An exact copy of all the data is required, with pictures left out.

+---+

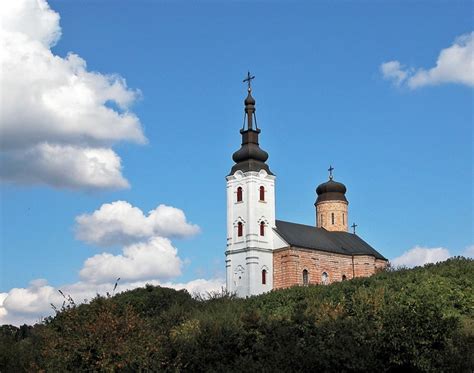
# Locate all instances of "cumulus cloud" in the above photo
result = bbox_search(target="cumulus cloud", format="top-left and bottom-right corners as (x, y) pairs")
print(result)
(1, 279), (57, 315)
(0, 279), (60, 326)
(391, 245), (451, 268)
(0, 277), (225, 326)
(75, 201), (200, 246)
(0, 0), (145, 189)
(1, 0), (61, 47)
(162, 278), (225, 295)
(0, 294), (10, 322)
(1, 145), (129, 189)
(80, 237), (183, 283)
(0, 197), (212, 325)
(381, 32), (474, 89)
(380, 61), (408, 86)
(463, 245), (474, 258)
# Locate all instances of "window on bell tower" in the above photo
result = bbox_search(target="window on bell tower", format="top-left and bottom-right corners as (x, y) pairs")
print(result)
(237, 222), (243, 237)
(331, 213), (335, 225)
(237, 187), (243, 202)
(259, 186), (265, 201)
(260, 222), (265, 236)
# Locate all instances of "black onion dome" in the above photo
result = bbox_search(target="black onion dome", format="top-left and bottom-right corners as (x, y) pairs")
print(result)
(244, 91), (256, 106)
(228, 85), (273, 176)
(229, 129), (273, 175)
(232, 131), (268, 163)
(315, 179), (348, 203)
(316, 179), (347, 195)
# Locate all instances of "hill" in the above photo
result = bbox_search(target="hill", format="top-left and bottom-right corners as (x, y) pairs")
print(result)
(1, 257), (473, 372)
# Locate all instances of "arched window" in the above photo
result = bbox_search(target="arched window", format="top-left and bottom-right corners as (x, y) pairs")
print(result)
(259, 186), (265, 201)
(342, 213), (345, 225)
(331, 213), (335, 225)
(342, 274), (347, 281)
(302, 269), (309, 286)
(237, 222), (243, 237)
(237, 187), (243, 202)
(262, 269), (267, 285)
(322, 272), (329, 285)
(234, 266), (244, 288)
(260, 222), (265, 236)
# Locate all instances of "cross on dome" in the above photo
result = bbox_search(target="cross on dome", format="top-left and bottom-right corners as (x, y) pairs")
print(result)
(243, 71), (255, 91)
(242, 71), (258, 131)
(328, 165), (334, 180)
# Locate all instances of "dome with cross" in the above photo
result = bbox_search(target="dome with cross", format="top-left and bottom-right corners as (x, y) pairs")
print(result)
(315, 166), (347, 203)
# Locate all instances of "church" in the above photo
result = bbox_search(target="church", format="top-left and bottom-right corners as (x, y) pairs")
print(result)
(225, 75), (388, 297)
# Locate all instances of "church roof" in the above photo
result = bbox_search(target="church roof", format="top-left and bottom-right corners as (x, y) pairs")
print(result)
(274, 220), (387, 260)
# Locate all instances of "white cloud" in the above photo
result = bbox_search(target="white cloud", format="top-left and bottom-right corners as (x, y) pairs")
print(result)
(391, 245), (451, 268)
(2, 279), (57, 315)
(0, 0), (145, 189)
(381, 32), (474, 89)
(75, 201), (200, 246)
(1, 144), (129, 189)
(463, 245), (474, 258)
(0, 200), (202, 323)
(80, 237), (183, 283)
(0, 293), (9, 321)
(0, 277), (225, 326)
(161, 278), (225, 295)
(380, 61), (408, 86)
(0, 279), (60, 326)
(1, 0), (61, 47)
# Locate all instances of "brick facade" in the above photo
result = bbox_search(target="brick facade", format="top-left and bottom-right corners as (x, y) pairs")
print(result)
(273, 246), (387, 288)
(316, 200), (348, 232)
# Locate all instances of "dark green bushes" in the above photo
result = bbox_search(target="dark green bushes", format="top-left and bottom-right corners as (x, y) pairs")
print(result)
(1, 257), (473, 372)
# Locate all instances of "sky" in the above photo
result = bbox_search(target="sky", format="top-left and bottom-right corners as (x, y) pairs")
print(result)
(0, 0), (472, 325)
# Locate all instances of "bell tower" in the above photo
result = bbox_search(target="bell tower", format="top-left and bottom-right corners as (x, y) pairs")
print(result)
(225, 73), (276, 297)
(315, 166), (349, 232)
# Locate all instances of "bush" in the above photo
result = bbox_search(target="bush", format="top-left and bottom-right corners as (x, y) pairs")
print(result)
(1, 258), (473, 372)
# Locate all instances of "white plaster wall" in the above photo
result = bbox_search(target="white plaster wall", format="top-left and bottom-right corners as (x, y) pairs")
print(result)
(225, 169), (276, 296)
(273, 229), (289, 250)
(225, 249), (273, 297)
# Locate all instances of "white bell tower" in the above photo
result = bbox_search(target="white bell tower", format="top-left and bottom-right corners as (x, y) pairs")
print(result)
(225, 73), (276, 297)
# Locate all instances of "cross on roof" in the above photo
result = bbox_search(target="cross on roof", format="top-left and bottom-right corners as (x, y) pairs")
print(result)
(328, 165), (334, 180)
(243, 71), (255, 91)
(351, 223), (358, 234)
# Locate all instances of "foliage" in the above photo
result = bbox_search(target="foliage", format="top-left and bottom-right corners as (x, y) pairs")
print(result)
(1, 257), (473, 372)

+---+

▶ **Result of the task**:
# Locate all instances of "cumulus cloud" in the above photo
result = bbox_search(target="cumulus cloud", format="top-left and bottom-right corners as (x, y) pairs")
print(result)
(1, 279), (57, 315)
(0, 279), (60, 326)
(391, 245), (451, 268)
(0, 277), (225, 326)
(75, 201), (200, 246)
(0, 0), (145, 189)
(1, 0), (61, 47)
(162, 278), (225, 295)
(0, 294), (10, 322)
(1, 145), (129, 189)
(80, 237), (183, 283)
(0, 197), (212, 325)
(381, 32), (474, 89)
(380, 61), (408, 86)
(463, 245), (474, 258)
# Locate all instances of "window on bell tower" in the above photo
result = bbox_search(target="window on bell tower", format="top-left and bottom-right corners as (x, y) pairs")
print(result)
(237, 222), (243, 237)
(331, 213), (335, 225)
(237, 187), (243, 202)
(259, 186), (265, 201)
(260, 222), (265, 236)
# Locate all instances of "black onion dome" in the above photo
result = bbox_search(target="black onion dome", format="top-left and bottom-right corners as (x, y) pairs")
print(result)
(244, 91), (256, 106)
(228, 85), (273, 176)
(229, 129), (273, 175)
(232, 131), (268, 163)
(315, 179), (348, 203)
(316, 179), (347, 195)
# Locate all instances of "hill" in the above photo
result = bbox_search(target="hill", format="top-left and bottom-right corners as (x, y) pairs")
print(result)
(1, 257), (473, 372)
# Locate all instances of "arched window" in the above photo
result = bbox_search(target="arched window", format="top-left and bottom-right corners as (x, y) pairs")
print(result)
(259, 186), (265, 201)
(342, 213), (345, 225)
(331, 213), (335, 225)
(342, 274), (347, 281)
(302, 269), (309, 286)
(237, 222), (243, 237)
(237, 187), (243, 202)
(262, 269), (267, 285)
(322, 272), (329, 285)
(234, 266), (244, 288)
(260, 222), (265, 236)
# Locate all instances of "cross on dome" in the above photo
result = bbox_search(target="cross on dome", format="top-left and bottom-right corners as (x, y) pairs")
print(result)
(243, 71), (255, 91)
(242, 71), (258, 131)
(328, 165), (334, 180)
# Locate all instances of "dome with cross" in the above photo
result = bbox_search(target="dome with cross", format="top-left and bottom-right corners as (x, y) pairs")
print(result)
(315, 166), (347, 203)
# Locate all instances of "church" in the above photo
result = bbox_search(target="church", format="top-left and bottom-right corners as (x, y) pairs")
print(result)
(225, 75), (388, 297)
# Locate all instances of "church roof" in the above photo
result = bbox_search(target="church roof", format="top-left and bottom-right corners as (x, y) pairs")
print(result)
(274, 220), (387, 260)
# Locate all instances of "white cloud" in the above photo
result = bbox_search(target="white cloud", format="top-left and bottom-right corners as (x, y) pairs")
print(result)
(391, 245), (451, 268)
(2, 279), (57, 315)
(0, 0), (145, 189)
(381, 32), (474, 89)
(75, 201), (200, 246)
(1, 144), (129, 189)
(463, 245), (474, 258)
(0, 200), (202, 323)
(80, 237), (183, 283)
(0, 293), (9, 321)
(0, 277), (225, 326)
(161, 278), (225, 295)
(380, 61), (408, 86)
(0, 279), (60, 326)
(1, 0), (61, 47)
# Locate all instances of "brick facade" in the above photo
result = bbox_search(target="brick facade", format="top-left and bottom-right corners as (x, y) pairs")
print(result)
(273, 246), (387, 288)
(316, 200), (348, 232)
# Locate all instances of "dark green bushes" in the above photo
result = bbox_search(target="dark green bushes", format="top-left and bottom-right corners as (x, y) pairs")
print(result)
(1, 257), (473, 372)
# Locate all instances of "sky" in the above photo
result = bbox_search(target="sky", format="top-left and bottom-right corners as (x, y) pairs")
print(result)
(0, 0), (472, 325)
# Locate all instances of "bell tower" in the above photo
result = bbox_search(target="bell tower", format="top-left and bottom-right corners as (x, y) pairs")
print(result)
(225, 73), (276, 297)
(315, 166), (349, 232)
# Locate all instances of "bush" in the above photo
result = bbox_search(target="bush", format="top-left and bottom-right corners as (x, y) pairs")
print(result)
(1, 258), (473, 372)
# Locate all instances of "white plaster wall" in the above photo
result = bbox_search(target="white plaster wall", format="top-left and bottom-right corners as (x, y) pairs")
print(result)
(225, 169), (276, 296)
(273, 229), (289, 250)
(225, 249), (273, 297)
# Locate all instances of "white bell tower" in the above photo
result = bbox_search(target="white bell tower", format="top-left and bottom-right corners as (x, y) pairs")
print(result)
(225, 73), (276, 297)
# Locate all instances of "cross on roof" in the above photo
result = bbox_search(target="cross on roof", format="top-left and bottom-right corners as (x, y) pairs")
print(result)
(328, 165), (334, 180)
(243, 71), (255, 91)
(351, 223), (358, 234)
# Locate all instances of "foliage" in the above photo
result = bbox_search(target="foliage", format="top-left and bottom-right corners as (x, y) pairs")
print(result)
(1, 257), (473, 372)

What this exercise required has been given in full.